__WHAT YOU ARE ASKED TO DO__. Print each line exactly as it is given.

__RECORDS__.
-- begin --

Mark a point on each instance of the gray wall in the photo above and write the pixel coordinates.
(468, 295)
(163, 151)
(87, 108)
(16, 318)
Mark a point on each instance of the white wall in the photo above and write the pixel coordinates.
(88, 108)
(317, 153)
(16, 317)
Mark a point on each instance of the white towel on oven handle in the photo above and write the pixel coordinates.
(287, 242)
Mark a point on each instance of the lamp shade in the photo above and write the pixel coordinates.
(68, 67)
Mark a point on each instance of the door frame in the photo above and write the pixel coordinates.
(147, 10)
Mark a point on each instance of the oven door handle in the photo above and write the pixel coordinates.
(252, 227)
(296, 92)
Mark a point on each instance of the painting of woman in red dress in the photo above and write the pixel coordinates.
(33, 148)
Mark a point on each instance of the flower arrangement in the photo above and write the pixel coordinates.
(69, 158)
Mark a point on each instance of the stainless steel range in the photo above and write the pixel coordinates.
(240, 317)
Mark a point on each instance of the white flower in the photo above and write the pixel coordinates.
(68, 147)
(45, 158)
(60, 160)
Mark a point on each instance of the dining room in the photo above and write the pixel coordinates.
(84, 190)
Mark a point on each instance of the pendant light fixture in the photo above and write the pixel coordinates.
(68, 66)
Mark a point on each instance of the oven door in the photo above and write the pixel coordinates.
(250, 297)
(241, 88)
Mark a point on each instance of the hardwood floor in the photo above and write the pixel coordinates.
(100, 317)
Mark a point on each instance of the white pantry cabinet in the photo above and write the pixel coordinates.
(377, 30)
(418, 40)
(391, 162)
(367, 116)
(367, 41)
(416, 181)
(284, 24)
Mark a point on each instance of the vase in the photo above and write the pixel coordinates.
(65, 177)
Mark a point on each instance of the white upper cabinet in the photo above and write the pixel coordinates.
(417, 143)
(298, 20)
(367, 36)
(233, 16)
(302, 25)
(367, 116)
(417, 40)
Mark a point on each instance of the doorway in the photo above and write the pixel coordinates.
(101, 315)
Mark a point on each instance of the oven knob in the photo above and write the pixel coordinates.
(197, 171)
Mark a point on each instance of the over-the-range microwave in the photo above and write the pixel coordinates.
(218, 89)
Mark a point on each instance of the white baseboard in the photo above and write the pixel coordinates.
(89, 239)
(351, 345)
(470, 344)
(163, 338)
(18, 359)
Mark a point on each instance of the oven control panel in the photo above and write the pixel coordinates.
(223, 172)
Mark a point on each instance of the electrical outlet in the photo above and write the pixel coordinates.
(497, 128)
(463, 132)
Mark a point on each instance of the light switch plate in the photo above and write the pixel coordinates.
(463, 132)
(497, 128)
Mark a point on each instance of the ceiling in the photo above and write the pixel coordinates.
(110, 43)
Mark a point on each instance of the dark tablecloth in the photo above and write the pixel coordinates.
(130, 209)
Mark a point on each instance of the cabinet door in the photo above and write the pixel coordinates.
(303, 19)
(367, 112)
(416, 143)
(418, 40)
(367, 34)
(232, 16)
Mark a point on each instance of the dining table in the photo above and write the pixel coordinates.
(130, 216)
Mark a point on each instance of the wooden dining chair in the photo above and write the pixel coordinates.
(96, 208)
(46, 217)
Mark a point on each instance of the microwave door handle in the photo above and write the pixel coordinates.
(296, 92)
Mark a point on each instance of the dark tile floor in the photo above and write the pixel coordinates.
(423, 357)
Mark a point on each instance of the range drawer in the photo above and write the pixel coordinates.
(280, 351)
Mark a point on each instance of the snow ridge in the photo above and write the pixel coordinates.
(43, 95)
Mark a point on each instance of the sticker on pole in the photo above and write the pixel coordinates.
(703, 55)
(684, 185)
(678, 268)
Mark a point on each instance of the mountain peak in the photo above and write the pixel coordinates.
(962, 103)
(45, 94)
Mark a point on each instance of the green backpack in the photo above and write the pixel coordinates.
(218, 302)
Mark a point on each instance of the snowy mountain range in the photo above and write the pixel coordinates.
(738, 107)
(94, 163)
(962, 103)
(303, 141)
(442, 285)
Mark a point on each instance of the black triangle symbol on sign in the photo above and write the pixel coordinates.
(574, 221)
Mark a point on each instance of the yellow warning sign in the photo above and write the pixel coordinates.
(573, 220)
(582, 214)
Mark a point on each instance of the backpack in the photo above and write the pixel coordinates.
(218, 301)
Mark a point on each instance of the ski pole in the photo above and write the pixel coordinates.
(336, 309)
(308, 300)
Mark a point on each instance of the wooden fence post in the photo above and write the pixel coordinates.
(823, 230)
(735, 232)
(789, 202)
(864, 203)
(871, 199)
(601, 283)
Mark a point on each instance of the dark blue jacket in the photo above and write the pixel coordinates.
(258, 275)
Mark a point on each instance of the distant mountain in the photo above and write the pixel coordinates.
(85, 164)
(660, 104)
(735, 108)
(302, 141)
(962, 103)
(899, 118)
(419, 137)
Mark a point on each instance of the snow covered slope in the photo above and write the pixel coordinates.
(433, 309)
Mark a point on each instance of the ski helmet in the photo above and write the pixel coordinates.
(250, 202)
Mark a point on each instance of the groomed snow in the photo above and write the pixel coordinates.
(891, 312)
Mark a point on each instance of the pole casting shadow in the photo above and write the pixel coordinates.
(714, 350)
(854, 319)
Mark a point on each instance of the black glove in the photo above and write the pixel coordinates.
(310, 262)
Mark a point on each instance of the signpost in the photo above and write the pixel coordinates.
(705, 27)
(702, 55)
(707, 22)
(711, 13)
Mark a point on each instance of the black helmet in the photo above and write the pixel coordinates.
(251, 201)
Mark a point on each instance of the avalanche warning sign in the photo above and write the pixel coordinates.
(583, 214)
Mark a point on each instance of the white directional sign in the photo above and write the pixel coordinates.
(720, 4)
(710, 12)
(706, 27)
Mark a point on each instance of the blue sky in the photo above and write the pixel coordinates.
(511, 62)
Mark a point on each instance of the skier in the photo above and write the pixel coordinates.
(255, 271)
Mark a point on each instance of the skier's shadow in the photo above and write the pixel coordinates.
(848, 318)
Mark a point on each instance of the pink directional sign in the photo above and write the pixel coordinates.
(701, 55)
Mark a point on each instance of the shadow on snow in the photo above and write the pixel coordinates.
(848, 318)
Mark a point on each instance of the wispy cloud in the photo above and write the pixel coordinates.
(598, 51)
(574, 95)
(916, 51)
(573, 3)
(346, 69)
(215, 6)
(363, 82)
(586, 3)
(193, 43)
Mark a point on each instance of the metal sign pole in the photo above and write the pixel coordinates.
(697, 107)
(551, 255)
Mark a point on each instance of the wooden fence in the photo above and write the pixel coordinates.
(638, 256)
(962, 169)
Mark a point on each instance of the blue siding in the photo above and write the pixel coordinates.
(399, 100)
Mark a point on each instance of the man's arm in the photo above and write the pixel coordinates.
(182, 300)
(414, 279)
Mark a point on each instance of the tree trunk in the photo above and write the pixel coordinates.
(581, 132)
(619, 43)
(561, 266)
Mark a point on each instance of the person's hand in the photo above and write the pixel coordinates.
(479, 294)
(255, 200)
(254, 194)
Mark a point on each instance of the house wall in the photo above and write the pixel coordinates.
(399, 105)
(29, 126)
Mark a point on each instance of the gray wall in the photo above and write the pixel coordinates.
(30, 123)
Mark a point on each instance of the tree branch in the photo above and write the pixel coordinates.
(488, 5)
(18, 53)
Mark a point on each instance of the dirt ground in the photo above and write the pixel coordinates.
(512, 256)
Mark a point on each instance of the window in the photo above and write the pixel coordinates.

-- end --

__RESPONSE TO THE TASK__.
Mark a point on each instance of the gray wall in the photo above and write the pixel coordinates.
(468, 295)
(163, 151)
(87, 108)
(16, 318)
Mark a point on each instance of the white wall in the photo above and write the pixel coordinates.
(88, 108)
(317, 153)
(16, 317)
Mark a point on each instance of the white towel on oven handle in the photo above and write the pixel coordinates.
(287, 242)
Mark a point on each instance of the lamp shade in the photo above and write the pixel coordinates.
(68, 67)
Mark a point on each instance of the door frame in the photo above and write the pixel coordinates.
(147, 10)
Mark a point on each instance of the oven door handle in the photo above and write the pixel coordinates.
(252, 227)
(296, 92)
Mark a point on each instance of the painting of woman in red dress in the photo above and write the pixel coordinates.
(33, 148)
Mark a point on each instance of the flower arrangement in the photo above and write the pixel coordinates.
(69, 158)
Mark a point on each instance of the stainless steel range in the photo above and write the pixel coordinates.
(240, 317)
Mark a point on each instance of the white flower in the photo above and write the pixel coordinates.
(68, 147)
(45, 158)
(60, 160)
Mark a point on each instance of the dining room in the photo above and write the pixel coordinates.
(84, 190)
Mark a point on each instance of the pendant light fixture in the photo above and write the pixel coordinates.
(68, 66)
Mark a point on each instance of the oven door in the photo above and write the pixel coordinates.
(250, 297)
(241, 88)
Mark a point on each instance of the hardwood floor in the photo above and write the pixel coordinates.
(100, 317)
Mark a point on each instance of the white pantry cabinet in the photo above and write the pixel coordinates.
(377, 30)
(418, 40)
(391, 162)
(367, 116)
(367, 41)
(416, 181)
(284, 24)
Mark a point on each instance of the vase in the photo above and write the pixel coordinates.
(65, 177)
Mark a point on each instance of the white upper cabinet in the photo above and write the pixel coordinates.
(417, 143)
(298, 20)
(367, 36)
(233, 16)
(302, 25)
(367, 116)
(417, 40)
Mark a point on each instance of the doorway in the photo above and write the pixel coordinates.
(101, 315)
Mark a point on each instance of the oven knob in the photo above and write the pixel coordinates.
(197, 171)
Mark a point on each instance of the over-the-range microwave in the photo above and write the pixel coordinates.
(218, 89)
Mark a point on each instance of the white baseboard in the photo above and write the pixel coordinates.
(89, 239)
(351, 345)
(470, 344)
(163, 338)
(18, 359)
Mark a point on each instance of the oven control panel in the photo above and write the pixel coordinates.
(223, 172)
Mark a point on each instance of the electrical outlet in the photo above and write the pixel coordinates.
(497, 128)
(463, 132)
Mark a point on each instance of the light switch plate in the photo above and write the pixel coordinates.
(463, 132)
(497, 128)
Mark a point on each instance of the ceiling in the photo above and write the pixel coordinates.
(110, 43)
Mark a point on each instance of the dark tablecloth in the photo above and write the pixel coordinates.
(130, 209)
Mark a point on each instance of the cabinet door in the photo above and write the pixel coordinates.
(303, 19)
(367, 112)
(416, 143)
(418, 40)
(367, 34)
(232, 16)
Mark a point on each instance of the dining table in the photo above and write the pixel coordinates.
(130, 216)
Mark a point on each instance of the wooden dining chair in the photo above and write the pixel coordinates.
(96, 208)
(46, 217)
Mark a point on each instance of the microwave door handle in the photo above and write the pixel coordinates.
(296, 92)
Mark a point on each instance of the dark tile floor in the photo above and write the pixel coordinates.
(423, 357)
Mark a point on each instance of the range drawer in the photo above and write the pixel coordinates.
(280, 351)
Mark a point on each instance of the snow ridge in the photo above and write the pixel coordinates.
(43, 95)
Mark a point on each instance of the sticker on pole in the photo above and write the pixel coordinates.
(703, 55)
(684, 185)
(678, 268)
Mark a point on each instance of the mountain peak in the photo above and write the pixel coordinates.
(962, 103)
(45, 94)
Mark a point on each instance of the green backpack in the photo above and write the pixel coordinates.
(218, 302)
Mark a point on each instance of the snowy mountain range in the photo above and write the pixel coordinates.
(738, 107)
(94, 163)
(962, 103)
(303, 141)
(442, 285)
Mark a point on each instance of the black triangle symbol on sign in the photo above and write the pixel coordinates.
(574, 221)
Mark a point on each instance of the yellow warning sign in the photo above and write the pixel coordinates.
(573, 220)
(582, 214)
Mark a point on each instance of the backpack in the photo above and write the pixel coordinates.
(218, 301)
Mark a point on each instance of the ski pole in the photo above and write the pixel coordinates.
(336, 309)
(308, 300)
Mark a point on each instance of the wooden fence post in the photo above and write the pixel coordinates.
(823, 230)
(735, 232)
(789, 202)
(864, 203)
(871, 199)
(601, 283)
Mark a point on each instance of the dark blue jacket in the photo above and write the pixel coordinates.
(258, 275)
Mark a point on each instance of the distant mountain in the photo above and write the pixel coordinates.
(85, 164)
(660, 104)
(735, 108)
(302, 141)
(962, 103)
(899, 118)
(419, 137)
Mark a point on each instance of the snow covered slope in the photo above and write the pixel coordinates.
(433, 309)
Mark a point on each instance of the ski helmet in the photo above and write the pixel coordinates.
(250, 202)
Mark a point on each instance of the groomed snow in the photo above and write the pixel coordinates.
(891, 312)
Mark a point on each instance of the pole casting shadow in the photo above and write the pixel coordinates.
(714, 350)
(854, 319)
Mark a point on each instance of the black glove in the photo above and write the pixel coordinates.
(310, 262)
Mark a point on each instance of the signpost in the photo above and write the pixel coordinates.
(705, 27)
(702, 55)
(707, 22)
(711, 13)
Mark a point on each instance of the black helmet in the photo above and write the pixel coordinates.
(251, 201)
Mark a point on each instance of the avalanche warning sign in the photo above and write the pixel coordinates.
(583, 214)
Mark a point on each instance of the white directional sign in the photo above and write the pixel coordinates.
(720, 4)
(710, 12)
(706, 27)
Mark a point on each instance of the blue sky in the photo above and write the pixel coordinates.
(511, 62)
Mark a point on each instance of the skier in the photo above and write the pixel coordinates.
(255, 271)
Mark a point on each instance of the skier's shadow in the photo above and write the pixel coordinates.
(848, 318)
Mark a point on each instance of the pink directional sign in the photo above and write the pixel coordinates.
(701, 55)
Mark a point on each instance of the shadow on snow in the photo above and write the pixel coordinates.
(848, 318)
Mark a point on each instance of the wispy cloud in the photo above and write the pixel coordinates.
(598, 51)
(574, 95)
(916, 51)
(573, 3)
(346, 69)
(215, 6)
(363, 82)
(586, 3)
(193, 43)
Mark a point on each instance of the metal sign pole in the photo above and write the pixel coordinates.
(697, 107)
(551, 255)
Mark a point on each instance of the wooden fence in the photo above and write the pixel coordinates.
(638, 256)
(962, 169)
Mark a point on each instance of the blue siding in the photo above and write the pixel coordinates.
(399, 100)
Mark a point on each instance of the man's arm in the photo above and write the pixel coordinates.
(182, 300)
(414, 279)
Mark a point on each instance of the tree trunk in the photo above and write the pixel coordinates.
(581, 132)
(619, 43)
(561, 266)
Mark a point on each instance of the person's hand in the photo above and write the pixel coordinates.
(479, 294)
(255, 200)
(254, 194)
Mark a point on each instance of the house wall in the photo above and write the pixel coordinates.
(399, 105)
(29, 126)
Mark a point on each instance of the gray wall in the photo above and write the pixel coordinates.
(30, 123)
Mark a point on each instance of the tree branch in the photo above and write the pixel coordinates.
(488, 5)
(18, 53)
Mark a point on each instance of the dirt ground in the photo above and write the pixel coordinates.
(512, 256)
Mark a point on each instance of the window in the photo above and write the pixel coordinates.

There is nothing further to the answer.